Collected data
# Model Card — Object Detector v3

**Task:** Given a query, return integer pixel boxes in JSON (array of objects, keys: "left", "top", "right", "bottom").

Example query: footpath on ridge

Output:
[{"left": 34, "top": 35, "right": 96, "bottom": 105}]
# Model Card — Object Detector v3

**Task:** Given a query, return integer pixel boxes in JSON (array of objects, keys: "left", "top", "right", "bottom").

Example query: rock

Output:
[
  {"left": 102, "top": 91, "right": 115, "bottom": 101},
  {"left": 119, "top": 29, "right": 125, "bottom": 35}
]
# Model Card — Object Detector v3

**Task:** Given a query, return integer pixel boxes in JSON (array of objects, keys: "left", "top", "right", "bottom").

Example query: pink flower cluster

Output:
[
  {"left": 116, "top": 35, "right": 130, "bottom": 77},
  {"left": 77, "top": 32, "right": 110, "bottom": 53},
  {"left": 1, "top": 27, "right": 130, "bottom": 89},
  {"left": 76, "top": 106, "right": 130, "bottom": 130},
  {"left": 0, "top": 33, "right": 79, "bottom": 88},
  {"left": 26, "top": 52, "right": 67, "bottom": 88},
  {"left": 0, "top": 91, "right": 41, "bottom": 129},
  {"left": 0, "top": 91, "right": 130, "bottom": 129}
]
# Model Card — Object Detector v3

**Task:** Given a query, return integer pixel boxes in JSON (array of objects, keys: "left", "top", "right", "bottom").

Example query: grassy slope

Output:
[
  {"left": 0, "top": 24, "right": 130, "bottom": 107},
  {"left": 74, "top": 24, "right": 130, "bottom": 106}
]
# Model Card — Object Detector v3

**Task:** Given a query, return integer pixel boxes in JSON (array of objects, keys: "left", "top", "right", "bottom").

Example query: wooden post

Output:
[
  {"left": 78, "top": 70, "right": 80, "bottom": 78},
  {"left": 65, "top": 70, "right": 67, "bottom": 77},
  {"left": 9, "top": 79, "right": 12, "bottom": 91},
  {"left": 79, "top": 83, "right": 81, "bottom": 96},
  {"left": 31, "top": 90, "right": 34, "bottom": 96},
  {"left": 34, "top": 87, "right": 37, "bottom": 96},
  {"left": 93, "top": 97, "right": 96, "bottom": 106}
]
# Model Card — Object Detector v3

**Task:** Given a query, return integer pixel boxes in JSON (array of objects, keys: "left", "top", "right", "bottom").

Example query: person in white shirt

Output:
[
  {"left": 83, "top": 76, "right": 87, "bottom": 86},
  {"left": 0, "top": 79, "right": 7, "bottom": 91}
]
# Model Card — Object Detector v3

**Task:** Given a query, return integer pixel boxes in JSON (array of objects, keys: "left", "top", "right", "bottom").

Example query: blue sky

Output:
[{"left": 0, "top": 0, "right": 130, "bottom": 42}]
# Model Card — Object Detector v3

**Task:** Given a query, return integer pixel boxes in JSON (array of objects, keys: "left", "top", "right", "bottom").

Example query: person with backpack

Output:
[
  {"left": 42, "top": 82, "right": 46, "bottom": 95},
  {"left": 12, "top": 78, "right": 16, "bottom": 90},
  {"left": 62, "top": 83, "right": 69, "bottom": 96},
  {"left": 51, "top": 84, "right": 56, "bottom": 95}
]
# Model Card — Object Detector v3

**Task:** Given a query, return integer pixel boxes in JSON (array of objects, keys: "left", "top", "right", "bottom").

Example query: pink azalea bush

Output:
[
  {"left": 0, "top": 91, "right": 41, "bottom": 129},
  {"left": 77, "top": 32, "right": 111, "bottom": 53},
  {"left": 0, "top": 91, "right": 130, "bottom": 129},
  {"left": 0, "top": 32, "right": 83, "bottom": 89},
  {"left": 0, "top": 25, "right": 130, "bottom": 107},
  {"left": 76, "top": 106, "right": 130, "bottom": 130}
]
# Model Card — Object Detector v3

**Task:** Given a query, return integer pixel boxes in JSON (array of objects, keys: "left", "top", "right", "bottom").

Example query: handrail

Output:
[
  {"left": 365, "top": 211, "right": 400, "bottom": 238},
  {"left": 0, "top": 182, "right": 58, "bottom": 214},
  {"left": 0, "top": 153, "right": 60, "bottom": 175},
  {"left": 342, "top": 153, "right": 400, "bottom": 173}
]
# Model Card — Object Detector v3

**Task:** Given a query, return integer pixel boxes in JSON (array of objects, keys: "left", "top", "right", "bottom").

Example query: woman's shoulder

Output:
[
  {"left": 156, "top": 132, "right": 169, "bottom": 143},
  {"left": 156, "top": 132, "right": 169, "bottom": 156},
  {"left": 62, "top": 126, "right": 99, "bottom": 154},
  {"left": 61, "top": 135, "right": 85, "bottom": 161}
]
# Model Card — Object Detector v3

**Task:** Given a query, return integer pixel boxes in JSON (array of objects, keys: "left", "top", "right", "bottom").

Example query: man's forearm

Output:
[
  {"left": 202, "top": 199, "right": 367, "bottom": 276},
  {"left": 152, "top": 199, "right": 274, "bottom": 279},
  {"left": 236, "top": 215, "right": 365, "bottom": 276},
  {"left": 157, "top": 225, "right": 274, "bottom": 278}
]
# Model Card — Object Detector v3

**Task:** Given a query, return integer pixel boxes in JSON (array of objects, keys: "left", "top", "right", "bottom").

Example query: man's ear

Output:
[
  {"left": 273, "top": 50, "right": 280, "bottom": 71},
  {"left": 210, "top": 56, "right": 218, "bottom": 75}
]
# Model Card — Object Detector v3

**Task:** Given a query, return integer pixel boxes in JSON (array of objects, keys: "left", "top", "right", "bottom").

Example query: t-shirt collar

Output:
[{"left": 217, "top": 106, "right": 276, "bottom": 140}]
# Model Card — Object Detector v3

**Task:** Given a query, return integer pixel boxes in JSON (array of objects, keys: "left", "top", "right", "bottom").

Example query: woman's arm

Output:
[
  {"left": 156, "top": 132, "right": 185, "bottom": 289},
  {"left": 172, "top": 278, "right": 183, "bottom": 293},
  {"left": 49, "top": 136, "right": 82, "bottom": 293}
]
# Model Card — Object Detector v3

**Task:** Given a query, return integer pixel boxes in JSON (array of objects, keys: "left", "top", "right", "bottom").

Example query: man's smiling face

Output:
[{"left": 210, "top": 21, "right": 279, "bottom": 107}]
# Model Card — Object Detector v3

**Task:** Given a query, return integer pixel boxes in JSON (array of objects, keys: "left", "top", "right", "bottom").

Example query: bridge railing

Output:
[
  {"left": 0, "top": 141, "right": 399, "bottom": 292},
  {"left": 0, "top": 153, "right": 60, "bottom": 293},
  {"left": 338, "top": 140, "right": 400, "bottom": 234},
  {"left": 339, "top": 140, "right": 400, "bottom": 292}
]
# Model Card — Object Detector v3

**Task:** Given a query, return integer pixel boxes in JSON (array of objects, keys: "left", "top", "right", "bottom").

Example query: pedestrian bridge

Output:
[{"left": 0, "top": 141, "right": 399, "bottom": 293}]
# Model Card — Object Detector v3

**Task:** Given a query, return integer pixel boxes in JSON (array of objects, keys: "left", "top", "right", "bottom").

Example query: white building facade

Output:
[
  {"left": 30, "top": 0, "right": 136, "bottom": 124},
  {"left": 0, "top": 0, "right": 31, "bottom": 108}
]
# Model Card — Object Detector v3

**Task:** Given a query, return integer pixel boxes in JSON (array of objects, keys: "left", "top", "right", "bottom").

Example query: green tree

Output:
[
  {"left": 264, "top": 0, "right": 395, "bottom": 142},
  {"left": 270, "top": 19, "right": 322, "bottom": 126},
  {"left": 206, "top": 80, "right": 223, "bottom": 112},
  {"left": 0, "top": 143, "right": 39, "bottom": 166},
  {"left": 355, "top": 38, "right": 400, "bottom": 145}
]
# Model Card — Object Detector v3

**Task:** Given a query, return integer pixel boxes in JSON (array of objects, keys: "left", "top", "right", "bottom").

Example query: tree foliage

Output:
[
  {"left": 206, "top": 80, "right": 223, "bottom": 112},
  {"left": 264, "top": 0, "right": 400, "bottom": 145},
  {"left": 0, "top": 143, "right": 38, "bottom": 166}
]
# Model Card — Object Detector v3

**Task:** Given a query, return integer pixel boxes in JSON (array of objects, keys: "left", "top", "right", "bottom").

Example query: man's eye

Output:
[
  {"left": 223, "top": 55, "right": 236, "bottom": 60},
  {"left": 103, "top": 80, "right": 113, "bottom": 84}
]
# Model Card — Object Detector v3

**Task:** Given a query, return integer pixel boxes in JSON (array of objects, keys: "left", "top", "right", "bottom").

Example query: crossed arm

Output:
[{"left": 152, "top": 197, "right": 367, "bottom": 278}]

▶ **Required work**
Throughout the data above, report every line that contains the string "tree".

▶ **Task solution**
Example query: green tree
Example query: tree foliage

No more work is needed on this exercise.